Having not much hope then of success or even publication, I wonder if I could become well known for doing it the worst.
I pretend to meditate; because...
The observers whose job it is to monitor my activity cannot know that I am doing nothing with success when they believe me to be pursuing some non-thing, which is doing nothing nonetheless.
But it's okay, to do nothing, when it's your purpose, sitting properly correct, positioned, embrionic; thus, I am admired, whereas others in my situation, unwilling to re-contact occasionally, might be labeled catatonic.
But they're not real, the observers, they're the ones who pass figmented judgment, good or ill, upon the ego I will choose to still. And with it, them. Hoorah? My headpiece is not filled with straw.
The Maharishi became famous for a while, basked in the warmth of his self-perceived reward, and then returned to his quiet solitude in the glow of the setting sun. He discovered the great secret. It was fun.
A night bird squeals in a tree in an empty lot across the street.
A raccoon answers it with a shrill warning every time it calls.
I am not here. The phenomenon observes itself without me.
The next morning, an owl hoots in the woods behind the house.
The same night bird sounds a reply. Again. But I've returned.
The sky after a sunless dawn
goes darker silver
clouds blanketing the heavens.
Haikus are supposed to be devoid of abstraction and even the mere suggestion of thought process, and their content is supposed to be descriptive of natural phenomena so as to suggest satori.
Outside rain washes the camp
with cool spring weather
inside a small nylon tent.
We used to go camping all the time.
Spring memories of it awaken swells
of deadened feeling, like the driveway rat
left by the neighbor's cat. It smells.
I'm waiting for myself, to act, to find the motivation. It comes, occasionally, when my physiology catches up.
I schedule my activities in order to enable a waiting methodology, which purposes/desires I seldom actualize.
Desire is most dangerous when you act on it: it's human to have desire; it's action that's most dangerous.
Cycles of self intermit the selflessness I want to think I am, which is a paradox. Meanwhile, I endure stasis.

**Given data**
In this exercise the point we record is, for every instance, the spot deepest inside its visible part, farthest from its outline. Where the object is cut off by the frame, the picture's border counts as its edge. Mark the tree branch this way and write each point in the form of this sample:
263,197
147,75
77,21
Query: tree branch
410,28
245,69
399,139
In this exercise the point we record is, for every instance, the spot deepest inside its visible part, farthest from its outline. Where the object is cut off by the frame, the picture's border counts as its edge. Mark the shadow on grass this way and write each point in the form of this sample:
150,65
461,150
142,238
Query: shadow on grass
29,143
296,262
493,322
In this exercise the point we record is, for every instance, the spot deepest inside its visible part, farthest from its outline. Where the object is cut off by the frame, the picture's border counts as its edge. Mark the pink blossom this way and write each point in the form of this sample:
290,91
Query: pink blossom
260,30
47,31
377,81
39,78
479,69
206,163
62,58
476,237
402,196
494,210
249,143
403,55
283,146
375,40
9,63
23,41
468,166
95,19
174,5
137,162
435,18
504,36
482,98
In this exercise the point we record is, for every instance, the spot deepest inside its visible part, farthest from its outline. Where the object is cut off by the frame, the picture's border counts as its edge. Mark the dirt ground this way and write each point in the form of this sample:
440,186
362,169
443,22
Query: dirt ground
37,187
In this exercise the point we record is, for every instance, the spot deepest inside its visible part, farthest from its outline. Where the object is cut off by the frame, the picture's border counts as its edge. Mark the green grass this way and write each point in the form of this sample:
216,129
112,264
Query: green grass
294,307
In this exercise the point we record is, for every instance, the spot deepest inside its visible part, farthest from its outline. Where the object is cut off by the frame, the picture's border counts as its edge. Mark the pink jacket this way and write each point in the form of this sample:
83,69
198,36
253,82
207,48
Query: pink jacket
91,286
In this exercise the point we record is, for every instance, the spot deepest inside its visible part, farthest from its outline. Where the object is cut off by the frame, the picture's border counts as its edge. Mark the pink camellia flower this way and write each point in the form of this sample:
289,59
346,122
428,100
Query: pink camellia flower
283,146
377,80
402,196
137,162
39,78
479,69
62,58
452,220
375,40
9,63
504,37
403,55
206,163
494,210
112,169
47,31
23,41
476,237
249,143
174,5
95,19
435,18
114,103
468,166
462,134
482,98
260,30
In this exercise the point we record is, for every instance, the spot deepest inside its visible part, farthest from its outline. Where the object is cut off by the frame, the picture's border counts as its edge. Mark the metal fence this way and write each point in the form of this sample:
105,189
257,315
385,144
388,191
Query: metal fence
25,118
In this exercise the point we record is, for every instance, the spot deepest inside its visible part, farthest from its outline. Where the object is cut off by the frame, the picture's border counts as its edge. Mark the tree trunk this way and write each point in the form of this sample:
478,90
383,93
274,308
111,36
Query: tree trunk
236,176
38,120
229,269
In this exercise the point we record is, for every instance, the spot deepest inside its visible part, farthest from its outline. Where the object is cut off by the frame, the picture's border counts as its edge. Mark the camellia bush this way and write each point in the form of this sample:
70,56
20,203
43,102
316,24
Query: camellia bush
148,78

**How to complete this task**
For each numbered statement, decide whether it agrees with the meditation text, giving yes or no and quoting the text's deciding words. 1. A raccoon responds to the night bird each time the bird calls. 2. The owl hoots in woods in front of the house. 3. The Maharishi stayed famous for the rest of his life.

**Output of the exercise**
1. Yes: "A raccoon answers it with a shrill warning every time it calls."
2. No: "an owl hoots in the woods behind the house."
3. No: "The Maharishi became famous for a while"